=== DATA SECTION ===

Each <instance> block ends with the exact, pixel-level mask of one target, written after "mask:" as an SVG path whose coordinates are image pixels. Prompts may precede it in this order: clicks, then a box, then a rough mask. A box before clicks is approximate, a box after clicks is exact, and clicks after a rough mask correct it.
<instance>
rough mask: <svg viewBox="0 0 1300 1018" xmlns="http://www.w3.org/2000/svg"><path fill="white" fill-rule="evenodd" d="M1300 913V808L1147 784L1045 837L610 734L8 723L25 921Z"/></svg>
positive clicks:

===
=== DATA SECTION ===

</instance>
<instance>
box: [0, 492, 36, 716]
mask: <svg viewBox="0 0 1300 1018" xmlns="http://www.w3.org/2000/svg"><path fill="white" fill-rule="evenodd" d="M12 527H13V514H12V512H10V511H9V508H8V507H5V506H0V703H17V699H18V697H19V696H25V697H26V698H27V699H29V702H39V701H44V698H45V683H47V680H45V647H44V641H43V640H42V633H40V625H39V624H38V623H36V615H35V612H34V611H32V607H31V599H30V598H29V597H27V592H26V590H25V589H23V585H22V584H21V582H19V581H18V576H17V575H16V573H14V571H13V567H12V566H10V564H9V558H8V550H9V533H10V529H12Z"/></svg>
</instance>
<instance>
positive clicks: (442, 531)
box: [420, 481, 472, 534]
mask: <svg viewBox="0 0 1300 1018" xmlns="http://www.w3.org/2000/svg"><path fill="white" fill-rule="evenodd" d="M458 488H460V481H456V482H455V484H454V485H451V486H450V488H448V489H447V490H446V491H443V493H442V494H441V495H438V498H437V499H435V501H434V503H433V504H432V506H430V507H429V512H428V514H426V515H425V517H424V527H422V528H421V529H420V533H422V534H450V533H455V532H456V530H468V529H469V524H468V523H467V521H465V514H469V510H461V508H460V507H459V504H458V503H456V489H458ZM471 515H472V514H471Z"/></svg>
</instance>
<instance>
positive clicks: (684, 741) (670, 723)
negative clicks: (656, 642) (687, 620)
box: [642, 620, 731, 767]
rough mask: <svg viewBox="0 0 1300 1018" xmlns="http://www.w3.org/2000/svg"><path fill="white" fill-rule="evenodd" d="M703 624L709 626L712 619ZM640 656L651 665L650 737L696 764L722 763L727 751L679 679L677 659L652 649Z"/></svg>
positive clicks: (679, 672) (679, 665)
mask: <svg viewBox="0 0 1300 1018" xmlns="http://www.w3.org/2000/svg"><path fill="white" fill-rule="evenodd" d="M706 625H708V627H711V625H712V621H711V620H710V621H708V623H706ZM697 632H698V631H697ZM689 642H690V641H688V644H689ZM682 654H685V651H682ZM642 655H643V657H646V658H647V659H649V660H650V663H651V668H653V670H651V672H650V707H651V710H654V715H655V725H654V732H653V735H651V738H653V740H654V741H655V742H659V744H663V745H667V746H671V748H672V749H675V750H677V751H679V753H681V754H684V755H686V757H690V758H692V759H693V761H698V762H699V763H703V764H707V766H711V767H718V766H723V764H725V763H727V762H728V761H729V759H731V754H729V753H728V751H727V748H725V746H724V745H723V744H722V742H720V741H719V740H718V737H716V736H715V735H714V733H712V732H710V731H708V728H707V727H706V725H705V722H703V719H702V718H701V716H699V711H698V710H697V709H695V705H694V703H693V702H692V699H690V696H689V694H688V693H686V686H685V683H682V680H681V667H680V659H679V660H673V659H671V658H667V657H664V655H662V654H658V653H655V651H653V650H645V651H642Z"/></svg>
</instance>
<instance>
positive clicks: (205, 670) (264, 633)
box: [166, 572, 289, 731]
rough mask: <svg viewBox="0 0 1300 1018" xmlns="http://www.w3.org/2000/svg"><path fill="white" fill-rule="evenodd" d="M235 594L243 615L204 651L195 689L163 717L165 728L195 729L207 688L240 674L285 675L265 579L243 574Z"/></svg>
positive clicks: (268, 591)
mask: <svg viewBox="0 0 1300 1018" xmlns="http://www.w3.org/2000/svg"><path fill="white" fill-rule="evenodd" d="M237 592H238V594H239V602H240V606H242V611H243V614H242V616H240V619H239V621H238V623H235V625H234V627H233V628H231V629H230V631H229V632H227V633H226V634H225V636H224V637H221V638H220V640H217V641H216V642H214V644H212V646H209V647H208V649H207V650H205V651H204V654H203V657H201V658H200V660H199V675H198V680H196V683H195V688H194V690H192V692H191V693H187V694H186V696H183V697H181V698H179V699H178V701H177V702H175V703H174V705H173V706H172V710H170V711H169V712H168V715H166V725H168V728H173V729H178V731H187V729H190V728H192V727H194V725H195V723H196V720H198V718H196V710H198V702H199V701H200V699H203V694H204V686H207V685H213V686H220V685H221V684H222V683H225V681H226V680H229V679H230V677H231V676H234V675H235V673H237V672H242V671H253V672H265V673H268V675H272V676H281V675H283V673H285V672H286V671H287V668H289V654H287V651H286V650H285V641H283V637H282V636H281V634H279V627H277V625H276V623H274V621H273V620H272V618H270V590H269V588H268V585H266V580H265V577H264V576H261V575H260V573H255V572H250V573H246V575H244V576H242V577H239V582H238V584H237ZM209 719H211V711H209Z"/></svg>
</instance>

===
=== DATA SECTION ===

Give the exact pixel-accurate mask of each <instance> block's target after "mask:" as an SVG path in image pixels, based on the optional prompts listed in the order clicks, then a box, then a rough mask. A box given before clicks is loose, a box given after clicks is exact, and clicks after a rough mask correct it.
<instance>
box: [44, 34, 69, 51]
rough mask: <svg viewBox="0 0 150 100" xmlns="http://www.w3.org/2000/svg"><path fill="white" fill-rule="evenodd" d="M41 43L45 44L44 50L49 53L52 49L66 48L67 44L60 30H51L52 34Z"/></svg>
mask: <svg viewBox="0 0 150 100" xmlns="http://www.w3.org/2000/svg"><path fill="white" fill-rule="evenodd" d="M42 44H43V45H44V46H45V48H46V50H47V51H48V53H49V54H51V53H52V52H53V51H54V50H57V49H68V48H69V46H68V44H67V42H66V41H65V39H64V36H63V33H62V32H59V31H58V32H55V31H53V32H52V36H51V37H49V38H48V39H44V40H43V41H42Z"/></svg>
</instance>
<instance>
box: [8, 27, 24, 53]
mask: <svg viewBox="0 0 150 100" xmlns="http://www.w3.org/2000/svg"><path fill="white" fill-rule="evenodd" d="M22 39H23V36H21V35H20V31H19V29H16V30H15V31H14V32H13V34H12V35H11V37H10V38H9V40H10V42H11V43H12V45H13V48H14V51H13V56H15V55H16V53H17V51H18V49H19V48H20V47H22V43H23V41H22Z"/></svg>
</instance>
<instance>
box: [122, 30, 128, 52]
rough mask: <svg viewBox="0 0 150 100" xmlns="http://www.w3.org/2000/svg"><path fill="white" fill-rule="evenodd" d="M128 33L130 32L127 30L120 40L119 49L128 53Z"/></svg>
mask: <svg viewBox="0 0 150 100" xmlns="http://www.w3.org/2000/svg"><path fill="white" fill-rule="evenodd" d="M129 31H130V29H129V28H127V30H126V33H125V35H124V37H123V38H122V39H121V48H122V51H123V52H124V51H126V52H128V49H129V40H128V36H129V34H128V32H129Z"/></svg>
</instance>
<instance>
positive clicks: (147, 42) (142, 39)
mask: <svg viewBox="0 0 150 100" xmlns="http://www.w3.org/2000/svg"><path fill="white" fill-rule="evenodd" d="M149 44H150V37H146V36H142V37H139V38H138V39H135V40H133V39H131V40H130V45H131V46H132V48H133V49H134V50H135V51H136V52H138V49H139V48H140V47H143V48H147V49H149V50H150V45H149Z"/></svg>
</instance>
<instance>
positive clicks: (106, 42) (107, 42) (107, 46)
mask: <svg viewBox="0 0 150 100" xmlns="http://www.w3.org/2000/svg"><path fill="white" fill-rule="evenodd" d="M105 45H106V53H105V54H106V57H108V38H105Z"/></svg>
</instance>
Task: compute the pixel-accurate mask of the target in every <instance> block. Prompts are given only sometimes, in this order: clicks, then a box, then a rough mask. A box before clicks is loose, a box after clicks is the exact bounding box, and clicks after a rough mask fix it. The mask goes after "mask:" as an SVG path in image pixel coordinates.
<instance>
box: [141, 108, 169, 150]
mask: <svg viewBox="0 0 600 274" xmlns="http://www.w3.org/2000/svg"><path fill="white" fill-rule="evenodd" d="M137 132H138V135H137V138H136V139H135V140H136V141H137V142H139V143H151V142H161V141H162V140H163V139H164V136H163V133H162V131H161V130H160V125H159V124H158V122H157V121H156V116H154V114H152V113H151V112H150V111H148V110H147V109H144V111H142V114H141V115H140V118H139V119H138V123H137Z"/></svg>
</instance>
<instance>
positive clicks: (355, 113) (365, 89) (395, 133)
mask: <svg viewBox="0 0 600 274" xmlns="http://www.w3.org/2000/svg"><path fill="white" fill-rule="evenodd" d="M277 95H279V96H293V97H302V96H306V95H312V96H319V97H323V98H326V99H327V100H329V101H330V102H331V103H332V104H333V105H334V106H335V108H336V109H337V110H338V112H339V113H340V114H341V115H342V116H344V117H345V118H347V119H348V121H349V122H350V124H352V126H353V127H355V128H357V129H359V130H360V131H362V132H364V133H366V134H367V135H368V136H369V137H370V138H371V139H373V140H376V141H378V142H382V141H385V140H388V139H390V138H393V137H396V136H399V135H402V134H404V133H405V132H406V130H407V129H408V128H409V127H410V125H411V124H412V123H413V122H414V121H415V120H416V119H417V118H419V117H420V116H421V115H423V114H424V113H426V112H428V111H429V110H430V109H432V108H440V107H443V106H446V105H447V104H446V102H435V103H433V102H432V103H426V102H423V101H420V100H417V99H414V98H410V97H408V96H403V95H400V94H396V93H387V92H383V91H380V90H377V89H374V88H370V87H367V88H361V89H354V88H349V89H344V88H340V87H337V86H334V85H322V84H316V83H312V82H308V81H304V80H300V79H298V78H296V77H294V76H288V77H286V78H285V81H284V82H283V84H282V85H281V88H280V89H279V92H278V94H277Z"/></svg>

===

■ TASK PROMPT: Can you repeat the rows from the line containing "624L709 626L712 619ZM640" up to and including the line containing "positive clicks: (679, 672) (679, 665)"?

■ ANSWER FOR THE TASK:
rough mask: <svg viewBox="0 0 1300 1018" xmlns="http://www.w3.org/2000/svg"><path fill="white" fill-rule="evenodd" d="M703 624L709 626L712 619ZM640 656L651 665L650 737L696 764L722 763L727 751L679 679L677 659L652 649Z"/></svg>
positive clicks: (679, 672) (679, 665)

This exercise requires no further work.